* DATA LISTING:

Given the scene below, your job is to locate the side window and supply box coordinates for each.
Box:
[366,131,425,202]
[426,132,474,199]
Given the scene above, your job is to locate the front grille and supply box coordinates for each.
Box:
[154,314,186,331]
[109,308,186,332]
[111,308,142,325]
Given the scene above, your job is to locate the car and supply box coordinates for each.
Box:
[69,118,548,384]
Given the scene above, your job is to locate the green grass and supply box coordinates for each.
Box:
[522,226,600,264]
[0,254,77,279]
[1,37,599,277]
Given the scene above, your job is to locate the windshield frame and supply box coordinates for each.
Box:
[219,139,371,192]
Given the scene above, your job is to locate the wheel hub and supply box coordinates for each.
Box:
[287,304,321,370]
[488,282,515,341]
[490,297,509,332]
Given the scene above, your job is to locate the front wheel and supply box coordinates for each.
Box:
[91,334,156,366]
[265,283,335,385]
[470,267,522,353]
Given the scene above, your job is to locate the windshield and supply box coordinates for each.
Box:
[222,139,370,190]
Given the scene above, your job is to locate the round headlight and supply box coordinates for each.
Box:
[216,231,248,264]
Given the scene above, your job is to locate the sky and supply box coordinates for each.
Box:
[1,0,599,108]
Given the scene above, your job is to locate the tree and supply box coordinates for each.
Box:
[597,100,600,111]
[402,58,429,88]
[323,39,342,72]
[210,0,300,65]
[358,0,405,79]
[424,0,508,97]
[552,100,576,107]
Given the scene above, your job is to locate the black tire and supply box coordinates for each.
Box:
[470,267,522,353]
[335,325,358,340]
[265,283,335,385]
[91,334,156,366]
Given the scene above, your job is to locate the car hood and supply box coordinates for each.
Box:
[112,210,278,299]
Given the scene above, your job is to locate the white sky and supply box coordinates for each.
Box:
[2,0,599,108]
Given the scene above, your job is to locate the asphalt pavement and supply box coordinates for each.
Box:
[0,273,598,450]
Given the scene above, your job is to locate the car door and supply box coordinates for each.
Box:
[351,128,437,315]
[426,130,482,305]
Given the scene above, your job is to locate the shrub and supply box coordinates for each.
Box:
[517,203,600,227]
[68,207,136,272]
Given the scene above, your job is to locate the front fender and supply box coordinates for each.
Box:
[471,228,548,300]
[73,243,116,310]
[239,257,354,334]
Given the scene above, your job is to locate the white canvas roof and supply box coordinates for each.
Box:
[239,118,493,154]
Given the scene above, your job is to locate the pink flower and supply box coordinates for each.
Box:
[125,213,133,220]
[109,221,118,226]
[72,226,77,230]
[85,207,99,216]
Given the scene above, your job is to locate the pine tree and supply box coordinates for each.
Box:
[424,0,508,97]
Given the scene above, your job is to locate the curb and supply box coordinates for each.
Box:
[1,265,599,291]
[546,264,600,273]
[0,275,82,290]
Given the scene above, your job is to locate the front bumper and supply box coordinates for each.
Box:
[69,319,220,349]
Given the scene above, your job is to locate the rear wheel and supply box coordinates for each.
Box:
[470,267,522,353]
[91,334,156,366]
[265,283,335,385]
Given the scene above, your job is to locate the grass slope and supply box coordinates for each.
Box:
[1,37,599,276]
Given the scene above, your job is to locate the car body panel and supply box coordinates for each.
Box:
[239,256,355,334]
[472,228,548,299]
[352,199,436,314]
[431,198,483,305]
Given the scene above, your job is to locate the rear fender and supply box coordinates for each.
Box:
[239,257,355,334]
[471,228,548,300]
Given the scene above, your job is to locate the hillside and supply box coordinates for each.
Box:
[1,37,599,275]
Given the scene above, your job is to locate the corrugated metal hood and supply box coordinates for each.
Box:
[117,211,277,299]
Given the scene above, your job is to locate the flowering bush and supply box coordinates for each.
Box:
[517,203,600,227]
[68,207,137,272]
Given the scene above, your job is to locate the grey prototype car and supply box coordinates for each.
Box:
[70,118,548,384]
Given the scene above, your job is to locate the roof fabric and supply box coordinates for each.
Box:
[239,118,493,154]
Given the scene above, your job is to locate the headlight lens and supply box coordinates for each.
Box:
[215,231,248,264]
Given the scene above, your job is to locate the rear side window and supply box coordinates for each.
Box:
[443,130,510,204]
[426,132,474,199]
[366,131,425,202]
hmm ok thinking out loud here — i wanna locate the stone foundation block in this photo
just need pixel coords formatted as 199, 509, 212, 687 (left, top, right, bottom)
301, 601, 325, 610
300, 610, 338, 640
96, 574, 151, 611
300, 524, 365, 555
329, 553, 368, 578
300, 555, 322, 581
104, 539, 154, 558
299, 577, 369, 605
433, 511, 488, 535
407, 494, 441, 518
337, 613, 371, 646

* TASK: Go through the material above and copy each line that has the word "tree".

* WRITTEN RESPONSE:
Given the scene above, your job is to locate the tree and supply box coordinates for each.
Given the scene above, your job is to locate the pine tree and supply box coordinates for each.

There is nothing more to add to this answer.